DATA -
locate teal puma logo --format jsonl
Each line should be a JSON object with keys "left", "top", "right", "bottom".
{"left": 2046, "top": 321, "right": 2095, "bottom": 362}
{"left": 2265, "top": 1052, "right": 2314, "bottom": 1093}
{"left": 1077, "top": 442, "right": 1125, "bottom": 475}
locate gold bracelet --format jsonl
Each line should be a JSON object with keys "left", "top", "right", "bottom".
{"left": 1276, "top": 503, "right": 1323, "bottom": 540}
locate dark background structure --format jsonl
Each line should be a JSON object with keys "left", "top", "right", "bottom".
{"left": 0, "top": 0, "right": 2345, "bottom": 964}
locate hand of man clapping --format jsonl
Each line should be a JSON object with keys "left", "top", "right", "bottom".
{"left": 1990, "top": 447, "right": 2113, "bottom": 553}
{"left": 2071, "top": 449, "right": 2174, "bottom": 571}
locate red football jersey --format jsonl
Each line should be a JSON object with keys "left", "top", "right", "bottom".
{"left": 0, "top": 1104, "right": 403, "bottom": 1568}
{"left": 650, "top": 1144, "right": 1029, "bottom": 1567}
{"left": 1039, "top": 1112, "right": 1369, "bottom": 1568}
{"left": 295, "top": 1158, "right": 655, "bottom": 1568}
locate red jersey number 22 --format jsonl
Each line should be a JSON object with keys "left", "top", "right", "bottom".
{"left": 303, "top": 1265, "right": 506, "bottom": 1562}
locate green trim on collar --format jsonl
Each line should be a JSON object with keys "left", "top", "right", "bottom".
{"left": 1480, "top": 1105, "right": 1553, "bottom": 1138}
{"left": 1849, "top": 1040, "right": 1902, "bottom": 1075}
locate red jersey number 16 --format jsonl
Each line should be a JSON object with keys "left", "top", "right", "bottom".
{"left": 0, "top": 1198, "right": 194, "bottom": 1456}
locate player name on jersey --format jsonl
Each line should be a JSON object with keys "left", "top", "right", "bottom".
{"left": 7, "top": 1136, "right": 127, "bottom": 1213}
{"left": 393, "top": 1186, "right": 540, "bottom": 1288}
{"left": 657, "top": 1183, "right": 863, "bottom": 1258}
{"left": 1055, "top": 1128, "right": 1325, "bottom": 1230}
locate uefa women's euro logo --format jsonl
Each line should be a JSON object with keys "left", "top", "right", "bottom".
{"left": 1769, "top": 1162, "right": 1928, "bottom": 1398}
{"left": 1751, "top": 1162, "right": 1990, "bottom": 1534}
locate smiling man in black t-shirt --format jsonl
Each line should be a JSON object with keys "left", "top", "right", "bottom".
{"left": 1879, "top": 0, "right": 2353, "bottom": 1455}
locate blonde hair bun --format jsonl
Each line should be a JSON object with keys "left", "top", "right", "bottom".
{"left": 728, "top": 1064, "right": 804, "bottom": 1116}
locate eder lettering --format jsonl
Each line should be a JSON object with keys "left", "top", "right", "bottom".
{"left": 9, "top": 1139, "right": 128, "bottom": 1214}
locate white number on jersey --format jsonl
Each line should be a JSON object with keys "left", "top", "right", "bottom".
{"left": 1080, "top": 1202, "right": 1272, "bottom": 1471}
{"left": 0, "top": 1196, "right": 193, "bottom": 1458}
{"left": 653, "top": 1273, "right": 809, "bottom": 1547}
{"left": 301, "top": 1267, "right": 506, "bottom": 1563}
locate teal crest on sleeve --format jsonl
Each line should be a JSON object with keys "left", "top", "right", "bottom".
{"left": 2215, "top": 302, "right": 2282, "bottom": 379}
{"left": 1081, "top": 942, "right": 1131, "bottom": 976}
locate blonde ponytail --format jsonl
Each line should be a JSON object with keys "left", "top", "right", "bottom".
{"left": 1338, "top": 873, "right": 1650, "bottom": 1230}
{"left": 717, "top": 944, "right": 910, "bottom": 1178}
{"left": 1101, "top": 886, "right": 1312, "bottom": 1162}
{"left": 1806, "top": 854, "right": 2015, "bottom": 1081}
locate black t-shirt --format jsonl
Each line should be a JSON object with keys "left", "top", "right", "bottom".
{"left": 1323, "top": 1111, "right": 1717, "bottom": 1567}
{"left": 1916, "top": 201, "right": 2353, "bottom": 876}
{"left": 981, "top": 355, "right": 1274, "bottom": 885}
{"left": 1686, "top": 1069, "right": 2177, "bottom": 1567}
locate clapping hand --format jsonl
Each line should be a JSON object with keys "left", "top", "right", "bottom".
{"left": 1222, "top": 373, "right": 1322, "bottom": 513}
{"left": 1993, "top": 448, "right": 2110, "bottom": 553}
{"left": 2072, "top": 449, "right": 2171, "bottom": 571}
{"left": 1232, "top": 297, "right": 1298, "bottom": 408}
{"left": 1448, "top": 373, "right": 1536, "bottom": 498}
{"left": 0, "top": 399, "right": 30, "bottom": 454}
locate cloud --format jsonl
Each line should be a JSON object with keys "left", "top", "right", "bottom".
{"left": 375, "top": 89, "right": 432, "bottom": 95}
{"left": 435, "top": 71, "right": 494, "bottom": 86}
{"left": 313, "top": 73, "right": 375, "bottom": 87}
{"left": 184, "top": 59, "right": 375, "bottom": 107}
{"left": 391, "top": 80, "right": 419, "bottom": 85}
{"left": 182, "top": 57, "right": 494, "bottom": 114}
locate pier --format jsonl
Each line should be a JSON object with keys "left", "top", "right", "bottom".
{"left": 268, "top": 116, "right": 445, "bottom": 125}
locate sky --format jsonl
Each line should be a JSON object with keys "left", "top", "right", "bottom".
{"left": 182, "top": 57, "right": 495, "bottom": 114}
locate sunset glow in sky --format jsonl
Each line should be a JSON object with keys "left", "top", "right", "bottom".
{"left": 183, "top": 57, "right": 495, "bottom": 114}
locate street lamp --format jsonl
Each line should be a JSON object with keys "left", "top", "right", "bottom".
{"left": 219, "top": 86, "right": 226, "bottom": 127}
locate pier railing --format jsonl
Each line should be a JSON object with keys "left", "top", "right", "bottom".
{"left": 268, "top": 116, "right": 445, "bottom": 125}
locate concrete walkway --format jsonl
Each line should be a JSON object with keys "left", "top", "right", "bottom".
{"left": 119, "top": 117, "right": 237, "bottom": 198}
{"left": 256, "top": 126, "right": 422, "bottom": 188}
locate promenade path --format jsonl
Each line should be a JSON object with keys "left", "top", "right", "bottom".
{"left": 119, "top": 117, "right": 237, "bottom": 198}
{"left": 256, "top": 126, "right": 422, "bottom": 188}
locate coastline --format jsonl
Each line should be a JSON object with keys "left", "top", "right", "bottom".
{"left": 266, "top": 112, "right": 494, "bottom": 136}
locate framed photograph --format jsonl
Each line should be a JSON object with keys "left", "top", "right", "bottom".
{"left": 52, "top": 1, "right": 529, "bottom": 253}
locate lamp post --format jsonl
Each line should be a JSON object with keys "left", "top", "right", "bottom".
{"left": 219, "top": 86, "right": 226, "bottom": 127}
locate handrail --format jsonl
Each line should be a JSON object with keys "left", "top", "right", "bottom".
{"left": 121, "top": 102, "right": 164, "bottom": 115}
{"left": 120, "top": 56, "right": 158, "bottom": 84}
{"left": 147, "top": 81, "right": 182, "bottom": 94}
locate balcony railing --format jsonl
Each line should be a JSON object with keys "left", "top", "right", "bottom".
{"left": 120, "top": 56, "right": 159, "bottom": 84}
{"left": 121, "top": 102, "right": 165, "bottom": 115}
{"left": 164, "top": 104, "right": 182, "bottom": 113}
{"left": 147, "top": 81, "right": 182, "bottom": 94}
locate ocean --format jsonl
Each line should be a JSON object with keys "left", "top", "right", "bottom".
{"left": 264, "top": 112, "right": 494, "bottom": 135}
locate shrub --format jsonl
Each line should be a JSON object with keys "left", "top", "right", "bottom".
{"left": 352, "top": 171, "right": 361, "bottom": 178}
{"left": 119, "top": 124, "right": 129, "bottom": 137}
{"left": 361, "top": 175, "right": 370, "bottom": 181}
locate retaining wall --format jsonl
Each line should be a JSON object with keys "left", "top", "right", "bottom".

EXERCISE REQUIREMENTS - In the listing above, how many lines include the string "teal"? Say only the number.

ANSWER SECTION - 2